EXTRACTED TEXT
By 1900, the area was being used as a popular stage stop for travelers because of its natural spring.

In the 1920s, the community was briefly known as Picture City, as Paramount Pictures owned a ranch known as Paramount Ranch used for filming Westerns.[13] To obtain a post office of their own, the residents were required to choose a one-word name, and in 1927 chose the shortest name proposed: a misspelling of the last name of Pierre Agoure, a local Basque man and French immigrant who had settled in the area in 1871 to live the lifestyle of the Mexican rancher. Styling himself Don Pierre Agoure, he was a successful sheep herder and had a reputation as a swashbuckler.[14][15]

An estate in Old Agoura

Agoura began to grow in the late 1960s after the Ventura Freeway section of U.S. Route 101 was built through the area, dividing the community into northern and southern sections. The first housing tracts in Agoura were Hillrise, Liberty Canyon and Lake Lindero. Rapid growth continued during the 1970s when schools were built and much of downtown erected.

In 1982, the residents of the proposed city voted in favor of cityhood by a 68% majority. Agoura Hills became the 83rd City in Los Angeles County. Elected to the first City Council were Mayor Fran Pavley, Mayor Pro Tem Carol Sahm, Councilmembers Ernest Dynda, John Hood, and Vicky Leary.[16] Incorporating a year after neighboring Westlake Village, the drive for cityhood in the region was largely based on public discontent with the county's failure to limit residential development of the area, motives that influenced Calabasas to follow suit in 1991.[17]

The 1980s was a period of growth, with large land areas being subdivided into housing tracts. In the 1990s, businesses set up shop downtown including shops and restaurants.

Map showing Agoura Hills districts

In 1995, the murder of Jimmy Farris (the infamous Brandon Hein case) awakened the city to a rising drug problem and petty theft by its young. As a result, the city began sponsoring live music competitions and concerts in local parks.

In November 2018, the Woolsey Fire occurred during Santa Ana winds burning through the community.[18] One victim was found on Tuesday November 13 in the 32000 block of Lobo Canyon Road.[19][20]


Agoura Hills is known regionally for its live music scene and originality in the nu metal scene, a fame that has given rise to such acts as Linkin Park, Dub Thompson, Skye Aspen, Incubus, Hoobastank, and Fort Minor.

REQUIRED TASKS
- 1) Can you rewrite the Agoura Hills history from "The 1980s was" to "shops and restaurants.", replacing "businesses" with "merchants"?
- 2) Could you continue the Agoura Hills history from the point where it stops?

Segmentation labeling listing:
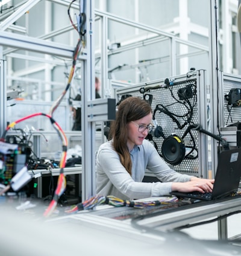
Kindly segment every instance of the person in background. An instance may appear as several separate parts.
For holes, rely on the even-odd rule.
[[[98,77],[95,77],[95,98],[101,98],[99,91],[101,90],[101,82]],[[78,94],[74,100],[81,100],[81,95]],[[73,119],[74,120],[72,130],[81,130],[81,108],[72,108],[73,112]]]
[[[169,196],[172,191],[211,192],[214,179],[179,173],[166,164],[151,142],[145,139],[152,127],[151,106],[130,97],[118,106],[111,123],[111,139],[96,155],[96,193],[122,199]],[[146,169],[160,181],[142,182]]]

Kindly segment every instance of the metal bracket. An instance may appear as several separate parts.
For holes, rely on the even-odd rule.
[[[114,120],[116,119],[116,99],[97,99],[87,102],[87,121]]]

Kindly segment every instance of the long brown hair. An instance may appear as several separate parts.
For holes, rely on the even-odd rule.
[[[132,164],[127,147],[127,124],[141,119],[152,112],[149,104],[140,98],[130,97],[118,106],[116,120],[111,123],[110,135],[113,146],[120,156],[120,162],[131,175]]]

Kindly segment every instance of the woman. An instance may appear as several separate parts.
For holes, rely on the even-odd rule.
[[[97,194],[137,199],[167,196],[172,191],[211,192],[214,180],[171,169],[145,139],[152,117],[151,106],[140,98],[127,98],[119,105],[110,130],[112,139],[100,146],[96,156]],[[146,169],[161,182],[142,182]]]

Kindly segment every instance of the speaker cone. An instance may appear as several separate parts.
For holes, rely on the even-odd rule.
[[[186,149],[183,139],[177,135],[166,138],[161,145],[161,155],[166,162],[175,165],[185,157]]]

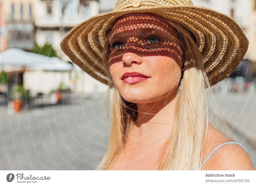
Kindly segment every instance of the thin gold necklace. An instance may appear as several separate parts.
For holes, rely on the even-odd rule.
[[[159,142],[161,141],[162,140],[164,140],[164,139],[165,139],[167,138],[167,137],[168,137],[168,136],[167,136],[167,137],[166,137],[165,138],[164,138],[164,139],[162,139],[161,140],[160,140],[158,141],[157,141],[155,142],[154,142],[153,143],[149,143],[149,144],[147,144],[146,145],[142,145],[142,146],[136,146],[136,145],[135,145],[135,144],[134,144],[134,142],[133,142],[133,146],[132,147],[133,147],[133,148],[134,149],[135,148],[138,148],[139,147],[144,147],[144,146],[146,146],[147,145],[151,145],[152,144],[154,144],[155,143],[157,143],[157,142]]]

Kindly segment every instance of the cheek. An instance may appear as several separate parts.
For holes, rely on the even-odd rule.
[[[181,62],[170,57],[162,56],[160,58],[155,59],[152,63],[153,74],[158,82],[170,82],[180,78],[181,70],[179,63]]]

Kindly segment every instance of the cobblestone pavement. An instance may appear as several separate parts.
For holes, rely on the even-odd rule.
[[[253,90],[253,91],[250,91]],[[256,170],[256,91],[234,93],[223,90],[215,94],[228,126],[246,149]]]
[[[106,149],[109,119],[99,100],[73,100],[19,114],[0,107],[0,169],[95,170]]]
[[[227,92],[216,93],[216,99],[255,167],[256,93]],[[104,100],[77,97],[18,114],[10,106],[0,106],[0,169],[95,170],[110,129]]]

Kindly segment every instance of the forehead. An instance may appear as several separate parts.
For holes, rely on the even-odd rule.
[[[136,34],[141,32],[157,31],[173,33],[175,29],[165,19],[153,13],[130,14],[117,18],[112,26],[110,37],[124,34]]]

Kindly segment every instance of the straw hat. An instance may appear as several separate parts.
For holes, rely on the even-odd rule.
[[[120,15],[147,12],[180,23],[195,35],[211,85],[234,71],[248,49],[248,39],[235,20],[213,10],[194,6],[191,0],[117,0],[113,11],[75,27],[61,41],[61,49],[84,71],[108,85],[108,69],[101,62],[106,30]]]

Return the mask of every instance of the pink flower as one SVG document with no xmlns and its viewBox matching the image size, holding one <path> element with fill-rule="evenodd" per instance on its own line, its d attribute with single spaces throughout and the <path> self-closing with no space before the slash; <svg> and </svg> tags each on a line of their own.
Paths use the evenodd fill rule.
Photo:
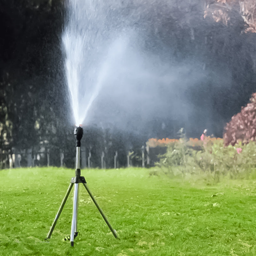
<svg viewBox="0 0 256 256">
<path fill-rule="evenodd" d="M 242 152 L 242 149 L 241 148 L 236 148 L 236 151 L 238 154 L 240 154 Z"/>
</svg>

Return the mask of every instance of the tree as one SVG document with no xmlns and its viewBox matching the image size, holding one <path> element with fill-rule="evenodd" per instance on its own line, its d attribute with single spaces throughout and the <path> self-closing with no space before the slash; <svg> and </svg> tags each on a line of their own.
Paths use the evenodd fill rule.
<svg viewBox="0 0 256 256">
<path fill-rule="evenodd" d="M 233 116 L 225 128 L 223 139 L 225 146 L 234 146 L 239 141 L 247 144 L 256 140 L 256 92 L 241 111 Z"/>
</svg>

==

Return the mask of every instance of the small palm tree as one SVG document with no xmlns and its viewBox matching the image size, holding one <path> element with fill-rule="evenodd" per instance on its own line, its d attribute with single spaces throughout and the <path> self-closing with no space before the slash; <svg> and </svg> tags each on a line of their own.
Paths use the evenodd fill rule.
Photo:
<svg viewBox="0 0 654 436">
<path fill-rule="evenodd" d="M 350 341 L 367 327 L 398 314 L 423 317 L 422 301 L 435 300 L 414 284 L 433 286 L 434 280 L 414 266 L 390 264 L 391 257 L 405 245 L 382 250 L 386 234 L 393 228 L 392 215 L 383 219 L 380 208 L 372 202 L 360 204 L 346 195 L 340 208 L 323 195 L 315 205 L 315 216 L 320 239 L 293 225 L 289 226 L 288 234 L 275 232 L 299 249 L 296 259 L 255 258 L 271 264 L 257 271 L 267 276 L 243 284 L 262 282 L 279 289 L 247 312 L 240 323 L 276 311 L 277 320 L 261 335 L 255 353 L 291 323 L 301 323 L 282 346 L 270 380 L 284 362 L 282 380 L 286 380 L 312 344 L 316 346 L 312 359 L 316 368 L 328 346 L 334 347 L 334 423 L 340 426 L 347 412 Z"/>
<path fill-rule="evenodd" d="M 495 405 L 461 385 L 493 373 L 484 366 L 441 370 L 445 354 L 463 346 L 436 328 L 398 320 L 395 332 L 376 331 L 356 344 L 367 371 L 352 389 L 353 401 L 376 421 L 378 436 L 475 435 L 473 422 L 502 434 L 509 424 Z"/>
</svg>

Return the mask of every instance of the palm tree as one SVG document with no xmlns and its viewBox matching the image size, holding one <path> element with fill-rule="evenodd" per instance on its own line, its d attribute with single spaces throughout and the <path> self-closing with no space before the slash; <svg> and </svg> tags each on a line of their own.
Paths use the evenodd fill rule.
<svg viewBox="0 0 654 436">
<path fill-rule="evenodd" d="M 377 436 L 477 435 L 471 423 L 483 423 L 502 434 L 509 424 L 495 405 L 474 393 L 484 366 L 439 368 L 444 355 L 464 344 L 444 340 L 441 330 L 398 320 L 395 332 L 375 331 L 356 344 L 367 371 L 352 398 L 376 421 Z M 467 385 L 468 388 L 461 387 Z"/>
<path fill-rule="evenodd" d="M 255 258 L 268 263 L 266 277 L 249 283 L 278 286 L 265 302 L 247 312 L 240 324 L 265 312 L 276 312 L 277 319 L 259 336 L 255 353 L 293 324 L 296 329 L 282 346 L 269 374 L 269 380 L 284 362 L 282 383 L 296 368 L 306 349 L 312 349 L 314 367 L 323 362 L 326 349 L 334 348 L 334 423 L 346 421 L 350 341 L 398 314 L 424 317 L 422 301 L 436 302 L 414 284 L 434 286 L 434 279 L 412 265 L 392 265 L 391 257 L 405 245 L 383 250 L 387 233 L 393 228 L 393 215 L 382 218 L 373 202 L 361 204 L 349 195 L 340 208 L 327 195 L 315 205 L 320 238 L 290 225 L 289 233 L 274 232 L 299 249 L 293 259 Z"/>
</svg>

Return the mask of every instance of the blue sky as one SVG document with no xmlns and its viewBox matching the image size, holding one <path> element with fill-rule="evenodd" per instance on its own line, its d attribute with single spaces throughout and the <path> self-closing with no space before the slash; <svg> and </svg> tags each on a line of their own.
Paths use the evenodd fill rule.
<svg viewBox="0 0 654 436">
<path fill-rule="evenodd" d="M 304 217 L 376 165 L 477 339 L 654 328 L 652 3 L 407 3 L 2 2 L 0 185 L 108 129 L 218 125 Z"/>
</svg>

---

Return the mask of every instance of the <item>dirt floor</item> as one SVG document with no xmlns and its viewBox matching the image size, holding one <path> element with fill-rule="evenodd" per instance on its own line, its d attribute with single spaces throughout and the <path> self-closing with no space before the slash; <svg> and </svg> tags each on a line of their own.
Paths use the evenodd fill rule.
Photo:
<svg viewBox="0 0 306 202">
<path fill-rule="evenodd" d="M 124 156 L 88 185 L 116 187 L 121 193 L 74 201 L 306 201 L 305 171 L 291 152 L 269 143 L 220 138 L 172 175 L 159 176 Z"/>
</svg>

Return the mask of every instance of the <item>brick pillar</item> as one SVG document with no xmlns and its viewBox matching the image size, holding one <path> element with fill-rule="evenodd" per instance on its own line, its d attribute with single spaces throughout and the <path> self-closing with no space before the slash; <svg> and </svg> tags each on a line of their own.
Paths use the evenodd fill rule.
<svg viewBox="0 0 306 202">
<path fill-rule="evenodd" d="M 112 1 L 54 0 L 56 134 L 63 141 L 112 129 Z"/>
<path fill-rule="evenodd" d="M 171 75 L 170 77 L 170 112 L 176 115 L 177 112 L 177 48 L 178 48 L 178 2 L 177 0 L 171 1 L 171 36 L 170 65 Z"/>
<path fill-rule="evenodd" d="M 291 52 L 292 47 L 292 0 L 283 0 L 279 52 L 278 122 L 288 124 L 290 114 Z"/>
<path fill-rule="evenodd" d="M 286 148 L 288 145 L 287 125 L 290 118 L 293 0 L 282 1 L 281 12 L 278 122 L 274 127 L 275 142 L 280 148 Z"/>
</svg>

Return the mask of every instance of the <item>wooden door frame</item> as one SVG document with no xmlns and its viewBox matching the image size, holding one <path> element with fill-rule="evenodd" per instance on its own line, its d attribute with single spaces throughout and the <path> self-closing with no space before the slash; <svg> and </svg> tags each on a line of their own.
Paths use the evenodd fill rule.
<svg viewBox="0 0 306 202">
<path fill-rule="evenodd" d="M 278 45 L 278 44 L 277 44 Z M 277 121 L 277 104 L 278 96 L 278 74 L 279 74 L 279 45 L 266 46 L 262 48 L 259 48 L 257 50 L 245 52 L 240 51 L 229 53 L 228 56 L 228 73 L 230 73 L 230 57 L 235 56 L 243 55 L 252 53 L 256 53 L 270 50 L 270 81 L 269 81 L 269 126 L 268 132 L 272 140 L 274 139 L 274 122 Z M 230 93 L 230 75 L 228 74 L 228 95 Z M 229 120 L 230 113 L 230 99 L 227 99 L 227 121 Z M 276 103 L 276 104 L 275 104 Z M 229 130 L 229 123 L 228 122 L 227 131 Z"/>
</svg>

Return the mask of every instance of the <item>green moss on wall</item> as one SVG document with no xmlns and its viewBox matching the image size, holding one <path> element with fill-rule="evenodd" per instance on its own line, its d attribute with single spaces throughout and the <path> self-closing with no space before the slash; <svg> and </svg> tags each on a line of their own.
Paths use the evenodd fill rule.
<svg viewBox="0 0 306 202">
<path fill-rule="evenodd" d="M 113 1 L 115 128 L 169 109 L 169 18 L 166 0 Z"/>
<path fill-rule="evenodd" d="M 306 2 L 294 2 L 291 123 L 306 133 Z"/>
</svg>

RESPONSES BY TASK
- 1)
The 1980s was a period of growth, with large land areas being subdivided into housing tracts. In the 1990s, merchants set up shop downtown including shops and restaurants.

- 2)
Agoura Hills is home to The Canyon Club, a concert venue that hosts touring acts such as Peter Frampton, Smash Mouth, Pat Benatar, Cyndi Lauper, REO Speedwagon, X, Steel Pulse, The New Cars, Asia, Boyz II Men, Alan Parsons, Foreigner, Bret Michaels and The Smithereens.


According to the United States Census Bureau, the city has a total area of 8.2 square miles (21 km2), of which 8.2 square miles (21 km2) of it is land and 0.04 square mile (0.1 km2) of it (0.37%) is water.

Agoura Hills has a mountain called Ballard Mountain named after pioneer settler and freed slave John Ballard.[21] The name of the mountain was officially changed from Negrohead to Ballard in a ceremony on February 20, 2010.[22] Ladyface Mountain is another prominent mountain on the west side of the Conejo Valley and stands at an elevation of 2,031 feet (619 m).[23]

Panorama of Agoura Hills and Westlake Village with Ballard Mountain prominent as the leftmost peak in the image

Agoura Hills is called the "Gateway to the Santa Monica Mountains National Recreation Area".[24]


Western Agoura Hills from the hills north of Morrison Ranch

Natural areas of Agoura Hills are part of the California chaparral and woodlands ecoregion and are covered by hundreds of local plant species, some of which are very rare, and others of which have become popular ornamentals. The range is host to an immense variety of wildlife, from mountain lions to the endangered Southern California Distinct Population Segment of steelhead.[25] The mountain lion population within the Santa Monica Mountains (which includes the Simi Hills & Santa Susana Pass) is severely depleted with only seven known living adult individuals. The primary cause of the decline is due to a combination of traffic-related mortality (three from the area were killed within a matter of months,) anti-coagulants ingested from human-poisoned prey (two individuals within the Simi Hills), and attacks by other, more dominant mountain lions (an elder male, known as P1, killed both his son and his mate, this is thought to be due to a lack of space available.) The Wallis Annenberg Wildlife Crossing is a proposed vegetated overpass spanning the Ventura Freeway and Agoura Road at Liberty Canyon on the east end of the city. Snakes are common but only occasionally seen. Local species include the Southern Pacific Rattlesnake (the only venomous species), Mountain Kingsnake, California Kingsnake, Gopher snake, and Garter snake. The mountains are also home to the Western fence lizard.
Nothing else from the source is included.